START Source document

Don't look now but somethins' happenin' here.

Joe Blanton, who really doesn't look like your average major league athlete, delivered a fine pitching performance.

Ryan Howard, who will never be mistaken for Wes Parker, delivered one of the best defensive plays of the season, and in a critical situation.

Shane Victorino continues to be in the middle of everything good for the Phils. Last night he scored the tying and winning runs. His average is up t0 .291 for the season, leading all regulars.

And Pedro Feliz, who is your average major league hitter, delivered not one but two key hits last night, tying the game in the bottom of the ninth and winning it in the bottom of the eleventh with a 3-run walk-off homer. The only things Feliz needs to work on a little more are his helmet toss and plate leap; the Czech judge gave him a 4.2.

What a night! For the second time in as many days before a national television audience the Phils came up big. They hit a ton on Saturday afternoon but only a few hundred pounds last night, but they made the key plays when they had to in taking a third straight game from the Dodgers. With a win tonight, redemption is complete.

More important, the Phils are coming around in the clutch just when the Mets are starting their usual late season swoon. A win tonight could also put the Phils back in first place.

Ain't the beer cold!

Sunday, August 24, 2008

Coming Around?

That makes two offensive outbursts in a row for the Phillies as they continued to seek redemption against the Los Angeles Dodgers, who swept them in LA a week ago. The Phils 9-2 victory yesterday afternoon followed Friday night's 8-1 pasting of the Dodgers and also featured Cole Hamels' fine pitching performance. After this game Hamels isn't likely to pursue his lack of support suit against the offense.

If indeed the heretofore slumping core -- Jimmy Rollins, Pat Burrell, Chase Utley and Ryan Howard -- are coming around their revival couldn't come at a more opportune time. The Phils victory coupled with the Astros win over the Mets reduced New York's lead to 1.5 games with 33 games remaining. Lest anyone forget, the Mets held a much wider margin over the Phils last season at the same juncture and we all know what happened.

Two games do not a permanent revival make, but there are a number of good signs in them including an opposite field home run by Howard, line drives by Utley, station-to-station scoring and plenty of hustle. The Phils also continue to rely heavily on the long ball as Burrell's home (#30) run gave them three players (Utley has 31 and Howard 34) with 30 or more home runs thus far this season.

END Source document

:: Instructions to follow ::
Summarize the baseball commentary in two sentences. The entries have nothing to do with the baseball commentary above.

START Listed records

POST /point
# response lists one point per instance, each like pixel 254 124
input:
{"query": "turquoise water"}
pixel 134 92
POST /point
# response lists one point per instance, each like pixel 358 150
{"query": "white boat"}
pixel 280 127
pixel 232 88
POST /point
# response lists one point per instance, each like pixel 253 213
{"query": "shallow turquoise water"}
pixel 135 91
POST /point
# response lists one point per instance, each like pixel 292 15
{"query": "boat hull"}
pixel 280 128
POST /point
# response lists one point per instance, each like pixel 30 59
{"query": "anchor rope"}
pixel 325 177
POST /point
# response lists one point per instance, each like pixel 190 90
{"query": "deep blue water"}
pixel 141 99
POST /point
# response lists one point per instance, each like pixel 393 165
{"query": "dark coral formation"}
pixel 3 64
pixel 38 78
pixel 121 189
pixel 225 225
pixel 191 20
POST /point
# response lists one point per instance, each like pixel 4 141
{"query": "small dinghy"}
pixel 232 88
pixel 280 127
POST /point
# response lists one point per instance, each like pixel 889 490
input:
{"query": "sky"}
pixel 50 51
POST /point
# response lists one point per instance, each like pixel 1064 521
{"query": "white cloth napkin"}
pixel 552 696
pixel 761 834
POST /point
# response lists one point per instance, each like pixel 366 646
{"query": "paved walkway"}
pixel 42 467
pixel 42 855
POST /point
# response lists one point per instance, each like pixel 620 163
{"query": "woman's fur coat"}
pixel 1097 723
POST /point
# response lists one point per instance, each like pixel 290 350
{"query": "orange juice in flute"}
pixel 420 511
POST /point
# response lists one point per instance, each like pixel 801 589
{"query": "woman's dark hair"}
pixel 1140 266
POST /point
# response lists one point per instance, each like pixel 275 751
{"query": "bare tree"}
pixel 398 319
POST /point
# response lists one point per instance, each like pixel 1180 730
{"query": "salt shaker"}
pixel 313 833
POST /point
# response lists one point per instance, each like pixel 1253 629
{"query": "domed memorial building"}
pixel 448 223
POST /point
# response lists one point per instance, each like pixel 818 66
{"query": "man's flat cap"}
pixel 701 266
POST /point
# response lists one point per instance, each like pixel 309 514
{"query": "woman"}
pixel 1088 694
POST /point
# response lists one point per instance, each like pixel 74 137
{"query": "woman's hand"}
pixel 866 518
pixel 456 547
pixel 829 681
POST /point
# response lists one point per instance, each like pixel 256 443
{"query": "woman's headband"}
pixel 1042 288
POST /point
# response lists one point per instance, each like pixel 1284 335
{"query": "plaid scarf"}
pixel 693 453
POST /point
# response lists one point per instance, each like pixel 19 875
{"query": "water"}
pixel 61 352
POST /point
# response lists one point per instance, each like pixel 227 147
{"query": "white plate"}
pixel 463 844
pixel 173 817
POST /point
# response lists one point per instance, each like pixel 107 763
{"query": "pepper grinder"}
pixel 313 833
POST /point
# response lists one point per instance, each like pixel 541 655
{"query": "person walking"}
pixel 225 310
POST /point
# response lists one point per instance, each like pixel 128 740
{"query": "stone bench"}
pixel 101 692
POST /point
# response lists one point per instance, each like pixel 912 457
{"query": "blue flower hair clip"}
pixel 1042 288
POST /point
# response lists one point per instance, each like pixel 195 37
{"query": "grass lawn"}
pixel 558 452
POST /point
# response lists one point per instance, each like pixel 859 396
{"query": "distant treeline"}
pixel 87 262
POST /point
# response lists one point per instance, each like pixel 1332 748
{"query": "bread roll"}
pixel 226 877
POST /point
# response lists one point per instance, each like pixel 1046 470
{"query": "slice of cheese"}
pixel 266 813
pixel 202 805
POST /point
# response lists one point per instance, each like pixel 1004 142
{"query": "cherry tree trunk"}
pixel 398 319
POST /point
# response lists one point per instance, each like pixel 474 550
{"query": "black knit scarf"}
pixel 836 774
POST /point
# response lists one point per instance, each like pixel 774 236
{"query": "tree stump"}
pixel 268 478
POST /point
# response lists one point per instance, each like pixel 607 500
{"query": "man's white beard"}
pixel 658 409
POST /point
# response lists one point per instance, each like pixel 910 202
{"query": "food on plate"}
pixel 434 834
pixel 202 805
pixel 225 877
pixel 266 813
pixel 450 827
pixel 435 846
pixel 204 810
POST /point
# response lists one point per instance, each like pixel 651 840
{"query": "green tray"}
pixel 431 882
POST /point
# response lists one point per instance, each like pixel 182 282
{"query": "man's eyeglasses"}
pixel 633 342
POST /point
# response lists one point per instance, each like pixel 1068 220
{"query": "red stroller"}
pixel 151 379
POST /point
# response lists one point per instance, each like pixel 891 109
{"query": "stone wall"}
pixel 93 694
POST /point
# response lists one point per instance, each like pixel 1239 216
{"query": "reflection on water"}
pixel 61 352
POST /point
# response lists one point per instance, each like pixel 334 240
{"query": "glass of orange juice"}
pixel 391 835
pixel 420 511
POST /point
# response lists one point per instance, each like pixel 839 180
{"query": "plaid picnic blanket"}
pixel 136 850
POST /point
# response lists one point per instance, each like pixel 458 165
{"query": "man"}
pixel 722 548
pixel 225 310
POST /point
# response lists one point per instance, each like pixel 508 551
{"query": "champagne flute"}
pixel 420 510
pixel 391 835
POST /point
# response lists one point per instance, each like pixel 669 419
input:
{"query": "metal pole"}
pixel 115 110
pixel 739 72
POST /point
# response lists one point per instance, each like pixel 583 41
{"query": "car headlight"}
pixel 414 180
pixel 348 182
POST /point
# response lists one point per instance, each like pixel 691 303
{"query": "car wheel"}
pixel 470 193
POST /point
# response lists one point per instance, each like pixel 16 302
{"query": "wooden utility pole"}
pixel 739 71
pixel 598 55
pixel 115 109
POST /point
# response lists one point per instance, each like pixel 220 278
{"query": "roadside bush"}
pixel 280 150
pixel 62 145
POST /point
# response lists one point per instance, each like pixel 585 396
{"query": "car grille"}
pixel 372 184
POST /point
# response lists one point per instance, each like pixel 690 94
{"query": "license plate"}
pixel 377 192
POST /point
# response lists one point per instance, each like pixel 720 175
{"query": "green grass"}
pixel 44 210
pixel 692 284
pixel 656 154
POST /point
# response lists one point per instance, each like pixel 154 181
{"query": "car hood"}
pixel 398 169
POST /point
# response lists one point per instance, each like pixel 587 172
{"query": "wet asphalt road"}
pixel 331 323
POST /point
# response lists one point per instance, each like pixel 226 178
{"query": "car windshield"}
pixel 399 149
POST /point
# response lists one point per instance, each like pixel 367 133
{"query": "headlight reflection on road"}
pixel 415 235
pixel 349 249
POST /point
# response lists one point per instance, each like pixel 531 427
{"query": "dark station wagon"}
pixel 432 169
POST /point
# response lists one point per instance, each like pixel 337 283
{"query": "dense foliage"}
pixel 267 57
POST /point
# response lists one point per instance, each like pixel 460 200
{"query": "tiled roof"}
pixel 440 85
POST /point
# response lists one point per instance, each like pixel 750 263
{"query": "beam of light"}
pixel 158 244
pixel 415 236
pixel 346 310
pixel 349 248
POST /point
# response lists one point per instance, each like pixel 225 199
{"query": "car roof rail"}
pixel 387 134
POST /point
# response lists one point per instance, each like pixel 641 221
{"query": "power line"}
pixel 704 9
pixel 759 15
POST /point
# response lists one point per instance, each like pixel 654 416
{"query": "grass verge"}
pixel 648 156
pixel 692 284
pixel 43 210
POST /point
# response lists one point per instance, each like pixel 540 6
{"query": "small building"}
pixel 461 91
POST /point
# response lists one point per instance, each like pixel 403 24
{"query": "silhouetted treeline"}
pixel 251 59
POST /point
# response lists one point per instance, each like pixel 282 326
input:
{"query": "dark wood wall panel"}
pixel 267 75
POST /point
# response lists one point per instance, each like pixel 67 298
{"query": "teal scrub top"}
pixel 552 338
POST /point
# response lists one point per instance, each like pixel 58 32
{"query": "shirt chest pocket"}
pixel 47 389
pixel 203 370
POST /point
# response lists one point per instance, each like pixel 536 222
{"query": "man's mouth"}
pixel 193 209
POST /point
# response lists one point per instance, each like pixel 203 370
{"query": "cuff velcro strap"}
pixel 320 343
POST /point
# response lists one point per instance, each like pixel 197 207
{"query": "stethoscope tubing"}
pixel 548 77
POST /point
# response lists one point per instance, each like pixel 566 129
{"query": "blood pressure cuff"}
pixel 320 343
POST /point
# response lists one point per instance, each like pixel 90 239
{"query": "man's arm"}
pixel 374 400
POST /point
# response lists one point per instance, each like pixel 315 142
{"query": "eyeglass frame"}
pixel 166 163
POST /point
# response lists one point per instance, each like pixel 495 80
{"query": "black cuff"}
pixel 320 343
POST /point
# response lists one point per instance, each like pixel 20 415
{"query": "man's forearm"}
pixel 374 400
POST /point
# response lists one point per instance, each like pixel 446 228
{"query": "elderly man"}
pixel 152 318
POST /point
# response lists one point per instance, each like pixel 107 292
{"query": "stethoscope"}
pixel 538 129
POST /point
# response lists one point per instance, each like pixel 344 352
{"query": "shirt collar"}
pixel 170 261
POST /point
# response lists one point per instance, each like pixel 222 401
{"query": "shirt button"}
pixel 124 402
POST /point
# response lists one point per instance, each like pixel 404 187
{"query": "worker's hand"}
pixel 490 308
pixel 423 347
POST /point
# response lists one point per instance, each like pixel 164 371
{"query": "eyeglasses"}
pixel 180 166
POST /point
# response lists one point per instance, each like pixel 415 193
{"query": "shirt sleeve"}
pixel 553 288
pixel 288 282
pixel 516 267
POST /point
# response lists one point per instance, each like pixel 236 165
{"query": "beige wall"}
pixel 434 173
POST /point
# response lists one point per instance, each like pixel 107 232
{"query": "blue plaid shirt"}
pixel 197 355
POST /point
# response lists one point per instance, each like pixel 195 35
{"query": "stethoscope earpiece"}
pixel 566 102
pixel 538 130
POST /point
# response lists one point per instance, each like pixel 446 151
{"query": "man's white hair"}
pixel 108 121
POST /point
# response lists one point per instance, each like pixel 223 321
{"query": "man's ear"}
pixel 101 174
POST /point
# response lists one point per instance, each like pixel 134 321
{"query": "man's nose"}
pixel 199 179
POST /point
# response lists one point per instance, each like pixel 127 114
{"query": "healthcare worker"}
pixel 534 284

END Listed records

:: Result for this task ::
In a third straight win over the Dodgers, Joe Blanton pitched well, Ryan Howard made a key defensive play, Shane Victorino scored the tying and winning runs, and Pedro Feliz tied the game in the ninth and won it in the eleventh with a 3-run walk-off homer. The post dated Sunday, August 24, 2008 reports that a 9-2 win featuring Cole Hamels' pitching followed an 8-1 victory, and that with the Astros beating the Mets, New York's lead shrank to 1.5 games with 33 games remaining.